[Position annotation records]
━━━━━━━━━━━━━━━━━━━━

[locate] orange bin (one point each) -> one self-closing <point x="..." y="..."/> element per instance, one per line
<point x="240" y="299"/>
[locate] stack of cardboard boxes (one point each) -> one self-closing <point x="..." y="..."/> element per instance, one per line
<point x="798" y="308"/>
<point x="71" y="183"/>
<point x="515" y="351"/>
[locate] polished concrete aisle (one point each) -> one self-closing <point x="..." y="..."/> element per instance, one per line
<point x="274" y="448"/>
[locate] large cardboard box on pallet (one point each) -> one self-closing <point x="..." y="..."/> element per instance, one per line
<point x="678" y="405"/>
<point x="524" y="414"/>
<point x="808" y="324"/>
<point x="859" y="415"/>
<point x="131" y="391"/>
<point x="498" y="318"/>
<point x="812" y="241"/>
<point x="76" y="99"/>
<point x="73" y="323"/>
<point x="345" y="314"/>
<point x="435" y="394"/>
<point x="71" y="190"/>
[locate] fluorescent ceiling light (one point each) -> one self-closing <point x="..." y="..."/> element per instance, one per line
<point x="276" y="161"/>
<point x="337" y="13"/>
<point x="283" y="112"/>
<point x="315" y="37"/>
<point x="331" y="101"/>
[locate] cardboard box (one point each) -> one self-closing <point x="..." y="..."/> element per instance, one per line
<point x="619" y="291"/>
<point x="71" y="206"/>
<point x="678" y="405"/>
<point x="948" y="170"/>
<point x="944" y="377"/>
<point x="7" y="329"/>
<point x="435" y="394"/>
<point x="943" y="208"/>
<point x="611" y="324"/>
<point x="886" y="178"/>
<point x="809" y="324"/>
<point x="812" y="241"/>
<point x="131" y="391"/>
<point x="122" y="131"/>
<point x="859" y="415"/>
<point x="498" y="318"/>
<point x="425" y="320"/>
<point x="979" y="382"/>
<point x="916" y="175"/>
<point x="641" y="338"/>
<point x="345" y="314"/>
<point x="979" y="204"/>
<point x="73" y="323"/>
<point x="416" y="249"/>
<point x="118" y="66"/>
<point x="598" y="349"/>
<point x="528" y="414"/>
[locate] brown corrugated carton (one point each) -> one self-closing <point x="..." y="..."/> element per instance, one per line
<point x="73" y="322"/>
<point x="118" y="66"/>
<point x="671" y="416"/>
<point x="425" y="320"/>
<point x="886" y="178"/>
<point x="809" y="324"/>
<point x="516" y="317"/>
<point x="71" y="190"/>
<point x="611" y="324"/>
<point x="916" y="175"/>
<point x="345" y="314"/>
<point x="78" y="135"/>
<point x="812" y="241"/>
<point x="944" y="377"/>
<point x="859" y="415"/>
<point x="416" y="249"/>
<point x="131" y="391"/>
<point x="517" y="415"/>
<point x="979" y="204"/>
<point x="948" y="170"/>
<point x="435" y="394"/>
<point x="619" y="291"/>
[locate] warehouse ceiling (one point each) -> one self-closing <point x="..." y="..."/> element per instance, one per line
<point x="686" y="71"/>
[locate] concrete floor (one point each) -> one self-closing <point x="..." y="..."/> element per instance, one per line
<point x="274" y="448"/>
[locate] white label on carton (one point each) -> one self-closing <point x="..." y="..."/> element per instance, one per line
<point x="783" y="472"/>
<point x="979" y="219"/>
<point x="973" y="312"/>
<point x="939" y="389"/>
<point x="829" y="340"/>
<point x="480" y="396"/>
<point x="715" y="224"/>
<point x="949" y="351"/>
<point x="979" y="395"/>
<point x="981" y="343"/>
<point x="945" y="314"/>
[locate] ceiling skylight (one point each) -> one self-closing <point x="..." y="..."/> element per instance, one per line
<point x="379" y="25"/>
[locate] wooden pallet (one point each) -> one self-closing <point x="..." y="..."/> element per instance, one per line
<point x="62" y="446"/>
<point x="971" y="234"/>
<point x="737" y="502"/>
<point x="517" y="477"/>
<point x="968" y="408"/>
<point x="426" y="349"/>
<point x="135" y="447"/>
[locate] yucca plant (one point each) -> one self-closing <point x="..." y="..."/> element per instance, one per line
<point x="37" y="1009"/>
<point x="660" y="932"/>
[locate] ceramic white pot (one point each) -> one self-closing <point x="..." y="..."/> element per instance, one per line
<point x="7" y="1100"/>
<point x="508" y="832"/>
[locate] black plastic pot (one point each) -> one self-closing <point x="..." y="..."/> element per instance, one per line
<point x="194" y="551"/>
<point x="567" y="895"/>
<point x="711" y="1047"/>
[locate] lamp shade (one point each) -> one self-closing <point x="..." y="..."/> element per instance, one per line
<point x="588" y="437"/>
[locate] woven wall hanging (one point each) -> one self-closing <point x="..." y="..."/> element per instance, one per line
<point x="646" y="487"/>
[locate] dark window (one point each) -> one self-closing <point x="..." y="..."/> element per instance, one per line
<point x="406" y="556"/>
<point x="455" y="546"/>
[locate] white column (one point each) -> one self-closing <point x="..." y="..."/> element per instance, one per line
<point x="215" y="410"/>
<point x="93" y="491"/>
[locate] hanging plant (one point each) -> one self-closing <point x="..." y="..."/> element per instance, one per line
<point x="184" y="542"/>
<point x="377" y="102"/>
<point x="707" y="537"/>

━━━━━━━━━━━━━━━━━━━━

• To do
Can you reproduce all of the items above, line for line and without changing a single character?

• Reply
[locate] orange bin (one point each) -> one self-closing <point x="..." y="..."/> element per instance, one per line
<point x="240" y="299"/>
[locate] stack of cardboard boxes (one point each) -> one self-closing <point x="..." y="..."/> element per instance, one per line
<point x="798" y="308"/>
<point x="71" y="183"/>
<point x="515" y="351"/>
[locate] polished concrete aisle (one point each) -> one self-closing <point x="..." y="..."/> element per instance, one per line
<point x="274" y="448"/>
[locate] large cardboard box on pallet (one point each) -> one self-closing <point x="..." y="..."/> element per instance, one per line
<point x="678" y="405"/>
<point x="524" y="414"/>
<point x="808" y="324"/>
<point x="859" y="415"/>
<point x="131" y="391"/>
<point x="498" y="318"/>
<point x="812" y="241"/>
<point x="76" y="99"/>
<point x="73" y="323"/>
<point x="345" y="314"/>
<point x="435" y="394"/>
<point x="71" y="190"/>
[locate] fluorescent ceiling light (one point each) -> one self-closing <point x="..." y="..."/> element per instance, one per line
<point x="276" y="161"/>
<point x="337" y="13"/>
<point x="283" y="112"/>
<point x="315" y="37"/>
<point x="331" y="101"/>
[locate] cardboard box (one point each) -> one self-closing <point x="..." y="..."/> element per instance, one per line
<point x="619" y="291"/>
<point x="71" y="206"/>
<point x="678" y="405"/>
<point x="948" y="170"/>
<point x="944" y="377"/>
<point x="7" y="329"/>
<point x="435" y="394"/>
<point x="943" y="208"/>
<point x="611" y="324"/>
<point x="886" y="178"/>
<point x="809" y="324"/>
<point x="812" y="241"/>
<point x="131" y="391"/>
<point x="122" y="131"/>
<point x="859" y="415"/>
<point x="498" y="318"/>
<point x="425" y="320"/>
<point x="979" y="382"/>
<point x="916" y="175"/>
<point x="641" y="338"/>
<point x="345" y="314"/>
<point x="979" y="204"/>
<point x="73" y="323"/>
<point x="416" y="249"/>
<point x="118" y="66"/>
<point x="598" y="349"/>
<point x="528" y="414"/>
[locate] brown corrugated carton (one point each) -> one self-closing <point x="..." y="..."/> element per instance, one per line
<point x="73" y="322"/>
<point x="118" y="66"/>
<point x="671" y="416"/>
<point x="425" y="320"/>
<point x="886" y="178"/>
<point x="809" y="324"/>
<point x="516" y="317"/>
<point x="71" y="190"/>
<point x="611" y="324"/>
<point x="916" y="175"/>
<point x="345" y="314"/>
<point x="78" y="135"/>
<point x="812" y="241"/>
<point x="944" y="377"/>
<point x="859" y="415"/>
<point x="416" y="249"/>
<point x="131" y="391"/>
<point x="517" y="415"/>
<point x="979" y="204"/>
<point x="948" y="170"/>
<point x="435" y="394"/>
<point x="619" y="291"/>
[locate] warehouse ceiling (one point each) -> one self-closing <point x="..." y="..."/> element per instance, one per line
<point x="686" y="71"/>
[locate] concrete floor (one point each) -> one self-closing <point x="..." y="..."/> element per instance, one per line
<point x="274" y="448"/>
[locate] white label on carton (one point each) -> one self-closing <point x="..." y="..."/> element per instance, one per line
<point x="783" y="472"/>
<point x="979" y="219"/>
<point x="973" y="312"/>
<point x="939" y="389"/>
<point x="829" y="340"/>
<point x="480" y="396"/>
<point x="715" y="224"/>
<point x="949" y="351"/>
<point x="979" y="395"/>
<point x="981" y="343"/>
<point x="945" y="314"/>
[locate] ceiling skylight (one point each) -> one self-closing <point x="..." y="..."/> element per instance, one per line
<point x="379" y="25"/>
[locate] wooden pallet (one point each) -> one self-closing <point x="..." y="..."/> element per instance, one per line
<point x="62" y="446"/>
<point x="971" y="234"/>
<point x="737" y="502"/>
<point x="517" y="477"/>
<point x="968" y="408"/>
<point x="426" y="349"/>
<point x="135" y="447"/>
[locate] yucca plant (one point each) -> one self-closing <point x="..." y="..."/> element per instance, one per line
<point x="37" y="1009"/>
<point x="660" y="932"/>
[locate] ceramic white pot (one point each) -> one self-closing <point x="..." y="..."/> element per instance, one per line
<point x="7" y="1100"/>
<point x="508" y="832"/>
[locate] black plastic pot (one point each) -> one self-closing <point x="..." y="..."/> element per instance, one per line
<point x="194" y="551"/>
<point x="567" y="895"/>
<point x="711" y="1047"/>
[locate] lamp shade (one point each) -> one self-closing <point x="..." y="..."/> element per instance, one per line
<point x="588" y="437"/>
[locate] woven wall hanging (one point each) -> one self-closing <point x="..." y="..."/> element per instance, one per line
<point x="646" y="487"/>
[locate] dark window (one point each) -> one self-closing <point x="..." y="..."/> element per instance, one per line
<point x="406" y="556"/>
<point x="455" y="546"/>
[locate] white column (one point each) -> one self-closing <point x="..." y="..."/> element per instance, one per line
<point x="215" y="410"/>
<point x="93" y="491"/>
[locate] hanging plant (one point each) -> one self-closing <point x="..." y="..."/> element per instance, one per line
<point x="184" y="542"/>
<point x="377" y="102"/>
<point x="707" y="537"/>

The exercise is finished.